Problem requirements =>
Every entry should appear in your answer exactly as it does here.

Point-per-instance localization data
++++++++
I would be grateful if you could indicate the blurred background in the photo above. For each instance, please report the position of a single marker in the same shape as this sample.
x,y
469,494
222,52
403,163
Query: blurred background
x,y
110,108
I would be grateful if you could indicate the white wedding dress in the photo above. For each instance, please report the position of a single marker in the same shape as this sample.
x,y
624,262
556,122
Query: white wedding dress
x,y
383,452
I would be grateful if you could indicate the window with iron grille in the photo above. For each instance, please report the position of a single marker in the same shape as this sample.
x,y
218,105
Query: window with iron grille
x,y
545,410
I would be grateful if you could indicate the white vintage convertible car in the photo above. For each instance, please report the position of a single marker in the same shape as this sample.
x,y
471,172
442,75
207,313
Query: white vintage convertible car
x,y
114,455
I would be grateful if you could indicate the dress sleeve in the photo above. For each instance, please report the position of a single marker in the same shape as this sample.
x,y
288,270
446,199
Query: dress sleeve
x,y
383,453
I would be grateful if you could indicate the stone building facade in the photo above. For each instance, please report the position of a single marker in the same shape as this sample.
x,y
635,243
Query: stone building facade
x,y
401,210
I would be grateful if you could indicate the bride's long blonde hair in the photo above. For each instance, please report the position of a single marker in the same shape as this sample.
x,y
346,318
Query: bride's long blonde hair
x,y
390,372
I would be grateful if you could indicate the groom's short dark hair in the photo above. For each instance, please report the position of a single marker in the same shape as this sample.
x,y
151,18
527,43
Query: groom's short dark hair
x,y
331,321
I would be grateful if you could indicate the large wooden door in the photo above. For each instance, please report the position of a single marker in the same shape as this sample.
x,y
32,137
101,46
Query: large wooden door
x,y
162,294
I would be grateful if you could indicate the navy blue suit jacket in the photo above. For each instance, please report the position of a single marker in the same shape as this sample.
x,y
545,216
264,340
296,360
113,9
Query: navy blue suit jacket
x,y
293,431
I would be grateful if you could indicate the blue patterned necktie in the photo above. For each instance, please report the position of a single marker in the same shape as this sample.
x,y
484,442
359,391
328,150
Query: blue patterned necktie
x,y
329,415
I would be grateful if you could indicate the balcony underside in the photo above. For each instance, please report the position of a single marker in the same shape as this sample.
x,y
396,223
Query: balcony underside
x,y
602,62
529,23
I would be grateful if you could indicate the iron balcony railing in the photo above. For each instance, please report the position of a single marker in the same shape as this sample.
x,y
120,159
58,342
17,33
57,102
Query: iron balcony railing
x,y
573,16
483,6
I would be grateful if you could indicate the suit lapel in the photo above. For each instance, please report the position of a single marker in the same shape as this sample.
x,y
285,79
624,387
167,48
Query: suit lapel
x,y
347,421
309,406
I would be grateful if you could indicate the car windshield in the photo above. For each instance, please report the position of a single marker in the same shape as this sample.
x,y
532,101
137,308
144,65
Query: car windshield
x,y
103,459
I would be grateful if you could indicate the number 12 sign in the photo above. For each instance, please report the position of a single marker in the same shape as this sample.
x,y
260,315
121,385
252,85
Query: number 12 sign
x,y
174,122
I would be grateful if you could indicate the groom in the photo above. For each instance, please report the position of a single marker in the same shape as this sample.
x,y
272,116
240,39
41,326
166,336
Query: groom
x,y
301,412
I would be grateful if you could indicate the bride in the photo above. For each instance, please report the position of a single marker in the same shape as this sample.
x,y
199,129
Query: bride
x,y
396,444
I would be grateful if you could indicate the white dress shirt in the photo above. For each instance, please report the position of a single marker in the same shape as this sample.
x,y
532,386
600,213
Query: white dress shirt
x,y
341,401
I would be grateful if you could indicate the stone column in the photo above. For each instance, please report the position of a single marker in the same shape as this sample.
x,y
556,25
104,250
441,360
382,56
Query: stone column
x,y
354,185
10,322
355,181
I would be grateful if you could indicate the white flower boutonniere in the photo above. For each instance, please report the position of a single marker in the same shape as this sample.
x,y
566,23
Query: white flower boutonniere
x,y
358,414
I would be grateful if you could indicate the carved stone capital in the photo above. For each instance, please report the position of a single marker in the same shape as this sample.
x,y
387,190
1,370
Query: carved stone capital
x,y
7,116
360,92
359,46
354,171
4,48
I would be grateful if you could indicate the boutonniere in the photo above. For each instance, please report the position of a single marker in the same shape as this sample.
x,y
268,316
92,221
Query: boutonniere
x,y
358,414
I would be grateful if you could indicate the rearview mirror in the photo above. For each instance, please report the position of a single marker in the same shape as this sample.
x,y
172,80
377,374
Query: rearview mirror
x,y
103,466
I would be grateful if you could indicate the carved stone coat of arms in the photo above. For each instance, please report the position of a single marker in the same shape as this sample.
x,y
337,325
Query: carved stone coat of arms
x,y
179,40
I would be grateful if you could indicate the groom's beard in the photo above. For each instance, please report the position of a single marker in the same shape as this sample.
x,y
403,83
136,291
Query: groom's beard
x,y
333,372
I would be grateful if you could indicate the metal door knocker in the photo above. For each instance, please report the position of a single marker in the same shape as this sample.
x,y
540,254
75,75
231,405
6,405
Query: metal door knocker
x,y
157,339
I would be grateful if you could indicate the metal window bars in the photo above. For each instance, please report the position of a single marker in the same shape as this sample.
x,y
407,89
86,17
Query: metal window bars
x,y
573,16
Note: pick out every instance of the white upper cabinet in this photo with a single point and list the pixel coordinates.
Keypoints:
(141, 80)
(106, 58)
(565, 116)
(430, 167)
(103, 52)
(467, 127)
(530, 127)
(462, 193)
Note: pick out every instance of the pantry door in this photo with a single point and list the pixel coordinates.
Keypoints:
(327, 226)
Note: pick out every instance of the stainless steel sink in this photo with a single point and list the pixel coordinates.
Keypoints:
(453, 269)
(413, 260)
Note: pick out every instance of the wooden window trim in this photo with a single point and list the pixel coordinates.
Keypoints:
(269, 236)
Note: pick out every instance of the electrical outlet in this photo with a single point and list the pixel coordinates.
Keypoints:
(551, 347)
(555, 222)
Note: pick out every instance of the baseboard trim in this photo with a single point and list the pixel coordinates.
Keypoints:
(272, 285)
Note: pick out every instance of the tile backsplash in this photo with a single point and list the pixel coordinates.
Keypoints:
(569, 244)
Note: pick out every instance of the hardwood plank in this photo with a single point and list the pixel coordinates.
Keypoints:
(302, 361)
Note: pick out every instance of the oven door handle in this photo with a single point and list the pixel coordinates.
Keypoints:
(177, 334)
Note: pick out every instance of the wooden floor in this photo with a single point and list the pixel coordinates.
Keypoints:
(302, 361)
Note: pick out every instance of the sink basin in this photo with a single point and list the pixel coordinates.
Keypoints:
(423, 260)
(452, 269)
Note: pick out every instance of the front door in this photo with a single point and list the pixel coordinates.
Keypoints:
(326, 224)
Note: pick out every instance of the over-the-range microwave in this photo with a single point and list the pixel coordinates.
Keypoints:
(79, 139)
++++++++
Worked solution =>
I would be grateful if you could indicate the blurred background in the photo above. For each instance, please report the position of a single marker in the same shape as this sample.
x,y
469,494
222,52
403,163
Query: blurred background
x,y
110,108
I would be grateful if you could indicate the white wedding dress in the photo above. For each instance, please report the position of a single marker in the same shape as this sample.
x,y
624,262
556,122
Query: white wedding dress
x,y
383,452
I would be grateful if you could indicate the window with iron grille in the photo above. For each instance, please report the position of a single marker in the same shape as this sample.
x,y
218,105
Query: window with iron grille
x,y
545,410
I would be grateful if you could indicate the white vintage convertible car in the photo above. For each instance, please report the position of a single marker in the same shape as this sample.
x,y
471,172
442,75
207,313
Query: white vintage convertible car
x,y
114,455
I would be grateful if you could indicate the dress sleeve in the photo above. For each instance, please report the position of a single marker in the same shape as this sample.
x,y
288,270
446,199
Query: dress sleeve
x,y
383,453
I would be grateful if you could indicate the stone building facade in the photo above. For each instance, please report the position of a single marker in the same shape as this sample.
x,y
635,243
Query: stone building facade
x,y
401,210
I would be grateful if you could indicate the bride's long blonde hair in the photo above. For each instance, please report the position of a single marker in the same shape as this sample.
x,y
346,318
Query: bride's long blonde hair
x,y
390,372
I would be grateful if you could indicate the groom's short dark hair in the photo above. For each instance, please report the position of a single marker in the same shape as this sample.
x,y
151,18
527,43
Query: groom's short dark hair
x,y
331,321
I would be grateful if you could indicate the large wooden door in the photo above. For each instance, please report the position of a single marker in the same shape as this sample.
x,y
32,137
101,46
Query: large wooden door
x,y
162,294
I would be grateful if you could indicate the navy blue suit jacket in the photo above. For each instance, please report the position of a single marker in the same shape as this sample.
x,y
545,216
264,340
296,360
113,9
Query: navy blue suit jacket
x,y
293,431
I would be grateful if you could indicate the blue patterned necktie in the photo above. For each instance, please report the position of a single marker in the same shape as this sample.
x,y
484,442
359,391
328,150
Query: blue patterned necktie
x,y
329,415
I would be grateful if you could indicate the balcony underside in the photo above. For each instance, please report the position of a single marker in the same shape as this sample.
x,y
396,223
Query: balcony underside
x,y
602,62
529,23
I would be grateful if you could indicate the iron balcony railing in the photo above. For each instance, please report the position of a single marker in the same shape as this sample.
x,y
120,159
58,342
17,33
57,102
Query: iron balcony railing
x,y
573,16
483,6
I would be grateful if you could indicate the suit lapel in the photo above. For each instance, please report the position of a single marker in the same shape as this sample.
x,y
285,79
624,387
167,48
Query: suit lapel
x,y
347,421
309,406
I would be grateful if you could indicate the car windshield in the photo above. For each instance, please report the position of a single marker in the same shape as this sample.
x,y
532,101
137,308
144,65
Query: car windshield
x,y
103,459
I would be grateful if you could indicate the number 12 sign in the photo above. For each instance, please report the position of a single marker in the same shape as this sample.
x,y
260,315
121,385
252,85
Query: number 12 sign
x,y
174,122
I would be grateful if you could indicate the groom in the photo above. For each instance, please report the position of a single marker in the same shape as this sample.
x,y
272,116
240,39
41,326
166,336
Query: groom
x,y
301,412
I would be grateful if you could indicate the bride in the photo above. For each instance, please report the position of a single marker in the same shape as this sample.
x,y
199,129
Query: bride
x,y
396,444
I would be grateful if you could indicate the white dress shirt in the photo above. For each instance, please report the position of a single marker in the same shape as this sample.
x,y
532,386
600,213
Query: white dress shirt
x,y
341,401
I would be grateful if you could indicate the stone column in the photo above. For each instance, please report the position of a single marker in the same shape as this sample.
x,y
556,25
104,250
441,360
382,56
Query: stone column
x,y
354,185
10,322
355,181
I would be grateful if you could indicate the white flower boutonniere in the photo above. For each instance, please report the position of a single marker in the same shape as this sample.
x,y
566,23
Query: white flower boutonniere
x,y
358,414
I would be grateful if you could indicate the carved stone capital in the photo above. For each instance, please report the position of a single marker in the same shape as this sample.
x,y
387,190
1,370
Query: carved stone capital
x,y
7,116
360,92
359,46
354,171
4,48
I would be grateful if you could indicate the boutonniere in the photo above. For each instance, please report the position of a single marker in the same shape as this sample.
x,y
268,316
92,221
Query: boutonniere
x,y
358,414
I would be grateful if you could indicate the rearview mirror in the photo above. For each instance, please report the position of a single marker in the same shape as this sample.
x,y
172,80
377,374
Query: rearview mirror
x,y
103,466
I would be grateful if you could indicate the carved stone coat of arms in the photo above. For each instance, please report the position of a single marker in the same shape as this sample.
x,y
337,325
Query: carved stone coat of arms
x,y
179,40
I would be grateful if you could indicate the groom's beard in the photo above. For each instance, please report the position of a single marker in the same shape as this sample.
x,y
403,83
136,291
Query: groom's beard
x,y
333,372
I would be grateful if you could indicate the metal door knocker in the photo above. For each instance, please report the position of a single marker in the same shape as this sample.
x,y
540,254
75,75
231,405
6,405
Query: metal door knocker
x,y
157,339
I would be grateful if you could indicate the metal window bars in the photo above. For each instance, please report the position of a single marker in the same shape as this sample.
x,y
407,89
86,17
Query: metal window bars
x,y
573,16
Note: pick out every instance of the white upper cabinet in this photo with a single point and list the pixel coordinates.
Keypoints:
(141, 80)
(106, 58)
(565, 116)
(430, 167)
(103, 52)
(467, 127)
(530, 127)
(462, 193)
Note: pick out every instance of the pantry door in this photo with a single point and list the pixel coordinates.
Keypoints:
(327, 226)
Note: pick out every instance of the stainless steel sink in this photo with a single point and list the pixel coordinates.
Keypoints:
(453, 269)
(413, 260)
Note: pick out every instance of the wooden window trim in this photo with a single point and list the pixel coordinates.
Keypoints:
(269, 236)
Note: pick out every instance of the electrical outlet in this photo with a single point and list the pixel coordinates.
Keypoints:
(551, 347)
(555, 222)
Note: pick out every instance of the baseboard trim in this photo with a single point and list the pixel coordinates.
Keypoints:
(272, 285)
Note: pick out every instance of the tile backsplash in this photo with a single point and list the pixel coordinates.
Keypoints:
(569, 244)
Note: pick out every instance of the hardwood plank in this photo with a single point and list the pixel coordinates.
Keypoints:
(302, 361)
Note: pick out every instance of the oven door handle in this photo with a single point and list the pixel coordinates.
Keypoints:
(177, 334)
Note: pick out every instance of the wooden floor in this photo with a single point and list the pixel coordinates.
Keypoints:
(302, 361)
Note: pick out every instance of the sink basin in this photo with a single point and list the pixel coordinates.
Keypoints:
(423, 260)
(452, 269)
Note: pick out every instance of the front door in this photo with a single point and list the pixel coordinates.
Keypoints:
(326, 224)
Note: pick out every instance of the over-the-range microwave in this photo with a single point and list the pixel coordinates.
Keypoints:
(79, 139)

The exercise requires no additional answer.